What the task asks. Each line of the data below containing "woman" needs to be listed.

Data in this exercise.
* * * * * * * * *

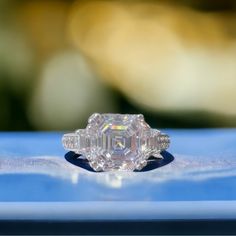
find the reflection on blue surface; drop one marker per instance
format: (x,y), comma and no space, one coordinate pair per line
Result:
(33,168)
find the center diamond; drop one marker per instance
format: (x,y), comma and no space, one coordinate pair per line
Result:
(118,141)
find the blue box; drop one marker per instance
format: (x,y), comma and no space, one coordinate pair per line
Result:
(42,193)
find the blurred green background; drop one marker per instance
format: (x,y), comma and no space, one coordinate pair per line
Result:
(173,61)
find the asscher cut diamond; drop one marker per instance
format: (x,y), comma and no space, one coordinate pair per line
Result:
(117,142)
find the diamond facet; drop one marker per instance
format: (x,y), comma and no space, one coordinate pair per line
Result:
(119,140)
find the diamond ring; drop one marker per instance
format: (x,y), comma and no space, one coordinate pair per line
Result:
(116,142)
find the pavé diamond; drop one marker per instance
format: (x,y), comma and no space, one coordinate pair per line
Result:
(117,142)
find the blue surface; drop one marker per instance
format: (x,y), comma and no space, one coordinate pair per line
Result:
(36,181)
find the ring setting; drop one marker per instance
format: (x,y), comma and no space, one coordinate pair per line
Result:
(117,142)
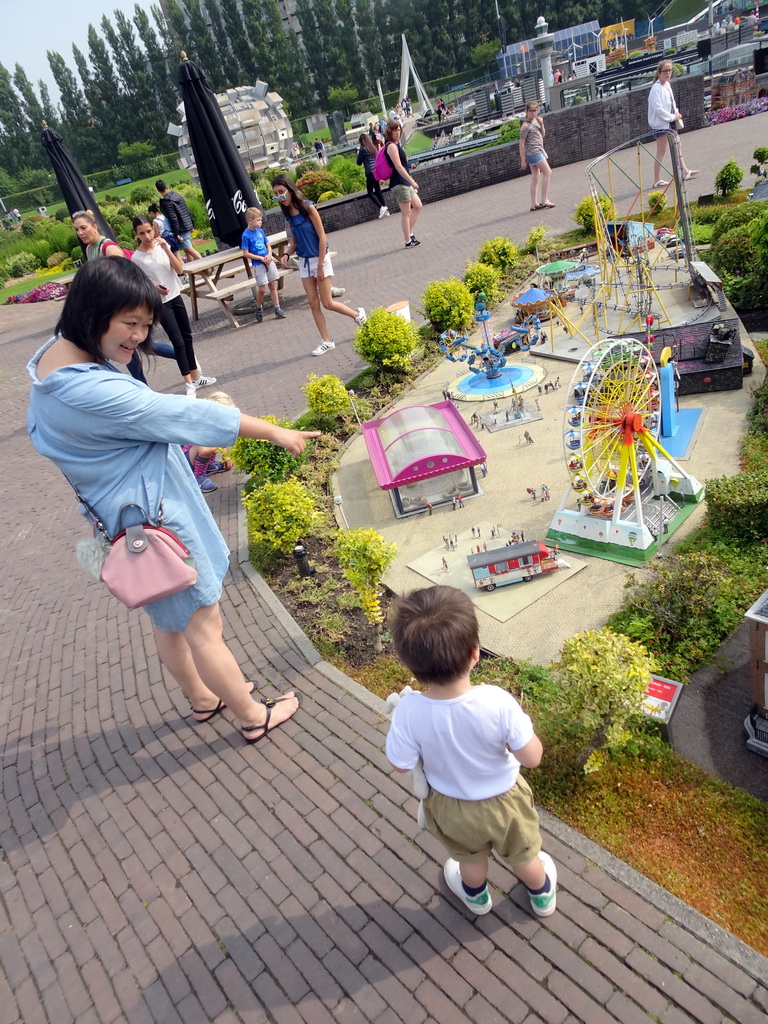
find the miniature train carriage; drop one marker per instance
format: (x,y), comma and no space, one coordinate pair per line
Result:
(510,564)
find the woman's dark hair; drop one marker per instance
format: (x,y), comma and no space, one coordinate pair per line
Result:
(100,290)
(389,131)
(297,200)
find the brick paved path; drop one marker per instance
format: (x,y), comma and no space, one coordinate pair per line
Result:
(158,871)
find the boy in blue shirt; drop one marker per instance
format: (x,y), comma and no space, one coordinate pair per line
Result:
(256,248)
(472,741)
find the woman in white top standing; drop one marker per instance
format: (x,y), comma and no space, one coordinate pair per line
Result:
(663,116)
(162,267)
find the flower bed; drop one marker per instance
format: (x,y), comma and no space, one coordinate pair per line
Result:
(734,113)
(42,293)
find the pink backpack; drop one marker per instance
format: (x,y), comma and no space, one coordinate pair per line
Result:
(382,167)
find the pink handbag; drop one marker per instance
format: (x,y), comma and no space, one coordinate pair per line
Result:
(142,563)
(146,563)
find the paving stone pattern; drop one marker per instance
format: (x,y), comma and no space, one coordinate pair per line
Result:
(155,870)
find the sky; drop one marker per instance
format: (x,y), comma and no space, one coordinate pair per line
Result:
(28,31)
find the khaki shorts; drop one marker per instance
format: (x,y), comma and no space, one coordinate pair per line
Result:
(469,829)
(401,194)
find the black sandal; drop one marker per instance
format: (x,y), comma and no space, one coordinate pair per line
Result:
(268,702)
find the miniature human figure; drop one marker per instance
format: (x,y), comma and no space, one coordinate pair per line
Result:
(472,740)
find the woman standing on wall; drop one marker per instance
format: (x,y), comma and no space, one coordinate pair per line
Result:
(532,155)
(367,157)
(664,120)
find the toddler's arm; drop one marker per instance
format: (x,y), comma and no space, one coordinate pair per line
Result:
(529,756)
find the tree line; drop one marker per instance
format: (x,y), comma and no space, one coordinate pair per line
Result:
(123,86)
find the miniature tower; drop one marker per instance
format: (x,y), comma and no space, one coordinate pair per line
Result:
(544,44)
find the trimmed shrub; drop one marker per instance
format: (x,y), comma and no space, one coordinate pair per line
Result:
(448,304)
(510,132)
(20,264)
(386,340)
(728,178)
(737,506)
(585,212)
(314,183)
(734,252)
(735,216)
(499,252)
(482,278)
(264,461)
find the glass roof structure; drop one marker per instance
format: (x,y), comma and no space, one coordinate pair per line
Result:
(420,441)
(577,43)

* * * * * * * * *

Written reply.
find the woman's dark hair; drop one marker per instance
find the woman in white top standing; drop one marker per instance
find the woman standing on wall; drop one marker per instance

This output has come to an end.